# Start of GIVEN RECORDS

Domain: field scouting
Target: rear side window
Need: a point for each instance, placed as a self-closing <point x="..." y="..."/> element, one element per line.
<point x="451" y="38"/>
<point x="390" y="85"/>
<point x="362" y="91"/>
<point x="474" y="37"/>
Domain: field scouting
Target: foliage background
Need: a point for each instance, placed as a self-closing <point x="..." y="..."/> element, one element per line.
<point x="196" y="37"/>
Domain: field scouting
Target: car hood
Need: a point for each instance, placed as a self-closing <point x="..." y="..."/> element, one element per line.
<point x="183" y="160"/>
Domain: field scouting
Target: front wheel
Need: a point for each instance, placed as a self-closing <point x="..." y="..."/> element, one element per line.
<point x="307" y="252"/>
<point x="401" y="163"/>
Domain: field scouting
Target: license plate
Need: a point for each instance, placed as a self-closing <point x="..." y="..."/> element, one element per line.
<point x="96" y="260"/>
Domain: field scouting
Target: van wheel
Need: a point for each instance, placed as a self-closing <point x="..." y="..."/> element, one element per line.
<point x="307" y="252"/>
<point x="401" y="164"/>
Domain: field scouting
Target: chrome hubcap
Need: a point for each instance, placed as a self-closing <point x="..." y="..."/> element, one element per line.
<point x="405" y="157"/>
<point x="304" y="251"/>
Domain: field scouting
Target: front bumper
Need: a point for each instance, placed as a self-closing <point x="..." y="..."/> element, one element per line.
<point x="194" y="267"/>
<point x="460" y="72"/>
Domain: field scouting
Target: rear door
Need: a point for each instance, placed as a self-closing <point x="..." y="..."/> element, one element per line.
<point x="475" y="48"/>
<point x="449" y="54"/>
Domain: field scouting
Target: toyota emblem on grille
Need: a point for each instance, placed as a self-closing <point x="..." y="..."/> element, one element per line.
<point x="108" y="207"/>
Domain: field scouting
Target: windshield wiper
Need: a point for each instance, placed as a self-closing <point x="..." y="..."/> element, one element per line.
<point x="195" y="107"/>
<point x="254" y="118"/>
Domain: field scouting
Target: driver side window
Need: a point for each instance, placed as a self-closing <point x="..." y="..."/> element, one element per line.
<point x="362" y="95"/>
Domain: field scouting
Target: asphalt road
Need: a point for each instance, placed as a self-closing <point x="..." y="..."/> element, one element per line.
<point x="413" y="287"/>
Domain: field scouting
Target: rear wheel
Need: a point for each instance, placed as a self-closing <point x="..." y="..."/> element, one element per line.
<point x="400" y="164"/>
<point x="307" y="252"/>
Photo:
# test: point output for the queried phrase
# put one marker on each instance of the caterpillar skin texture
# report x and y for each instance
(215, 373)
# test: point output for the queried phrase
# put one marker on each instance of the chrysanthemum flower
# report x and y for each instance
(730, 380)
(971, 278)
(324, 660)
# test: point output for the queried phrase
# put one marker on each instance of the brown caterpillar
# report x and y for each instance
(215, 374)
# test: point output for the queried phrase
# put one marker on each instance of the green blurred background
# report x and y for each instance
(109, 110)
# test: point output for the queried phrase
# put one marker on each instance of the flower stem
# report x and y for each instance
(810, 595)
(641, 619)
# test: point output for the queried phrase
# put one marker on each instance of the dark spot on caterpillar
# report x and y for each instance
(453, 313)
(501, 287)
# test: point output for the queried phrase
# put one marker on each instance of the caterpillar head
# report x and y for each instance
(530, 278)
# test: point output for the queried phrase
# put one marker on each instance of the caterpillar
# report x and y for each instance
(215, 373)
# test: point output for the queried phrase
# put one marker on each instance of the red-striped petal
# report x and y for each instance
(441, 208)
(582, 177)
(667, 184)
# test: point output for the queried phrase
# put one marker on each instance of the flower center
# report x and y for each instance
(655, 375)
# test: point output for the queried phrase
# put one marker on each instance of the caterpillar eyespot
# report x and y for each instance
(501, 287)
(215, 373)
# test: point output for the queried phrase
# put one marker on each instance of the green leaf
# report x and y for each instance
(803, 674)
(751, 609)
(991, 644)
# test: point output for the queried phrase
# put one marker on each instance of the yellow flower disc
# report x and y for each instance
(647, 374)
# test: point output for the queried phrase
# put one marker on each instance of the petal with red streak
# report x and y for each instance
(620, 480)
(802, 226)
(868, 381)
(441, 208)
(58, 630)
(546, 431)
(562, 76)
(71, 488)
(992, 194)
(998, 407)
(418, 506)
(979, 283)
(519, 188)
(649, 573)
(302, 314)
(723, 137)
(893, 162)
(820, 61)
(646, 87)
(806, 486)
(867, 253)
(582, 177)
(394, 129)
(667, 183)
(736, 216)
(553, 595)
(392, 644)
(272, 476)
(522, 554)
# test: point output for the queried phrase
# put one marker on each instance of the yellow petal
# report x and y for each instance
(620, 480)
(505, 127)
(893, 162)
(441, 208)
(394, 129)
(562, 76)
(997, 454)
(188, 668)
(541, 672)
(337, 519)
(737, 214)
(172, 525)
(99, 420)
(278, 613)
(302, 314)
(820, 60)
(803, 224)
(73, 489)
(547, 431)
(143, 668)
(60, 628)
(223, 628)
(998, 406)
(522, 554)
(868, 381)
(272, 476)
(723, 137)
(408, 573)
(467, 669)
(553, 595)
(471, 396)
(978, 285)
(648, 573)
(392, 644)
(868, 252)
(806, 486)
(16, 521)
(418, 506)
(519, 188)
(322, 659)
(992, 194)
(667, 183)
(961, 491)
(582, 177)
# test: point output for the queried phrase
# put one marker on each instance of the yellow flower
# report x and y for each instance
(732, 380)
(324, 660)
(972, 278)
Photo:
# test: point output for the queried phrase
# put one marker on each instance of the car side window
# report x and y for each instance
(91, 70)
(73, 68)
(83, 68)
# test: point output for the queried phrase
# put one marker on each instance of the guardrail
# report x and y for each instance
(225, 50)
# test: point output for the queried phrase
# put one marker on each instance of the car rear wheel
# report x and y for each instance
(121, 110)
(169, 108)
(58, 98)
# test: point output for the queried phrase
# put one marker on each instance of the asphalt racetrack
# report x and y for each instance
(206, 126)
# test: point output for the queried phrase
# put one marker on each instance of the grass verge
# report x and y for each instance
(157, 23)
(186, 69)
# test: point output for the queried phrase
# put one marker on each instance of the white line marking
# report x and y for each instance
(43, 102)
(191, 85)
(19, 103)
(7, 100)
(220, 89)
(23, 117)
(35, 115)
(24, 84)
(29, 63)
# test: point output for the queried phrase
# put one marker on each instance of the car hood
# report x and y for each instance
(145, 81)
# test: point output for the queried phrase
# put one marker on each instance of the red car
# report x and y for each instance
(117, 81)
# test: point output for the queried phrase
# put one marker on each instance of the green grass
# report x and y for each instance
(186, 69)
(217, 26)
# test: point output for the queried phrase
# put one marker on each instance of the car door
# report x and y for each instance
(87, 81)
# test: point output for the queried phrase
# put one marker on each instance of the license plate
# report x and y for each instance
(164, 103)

# End of GIVEN RECORDS

• _SHORT EXERCISE_
Pull out every line of the entries that contains the word "asphalt", and treat uppercase and lowercase as different.

• _EXERCISE RESULT_
Target: asphalt road
# put one marker on each instance of the asphalt racetrack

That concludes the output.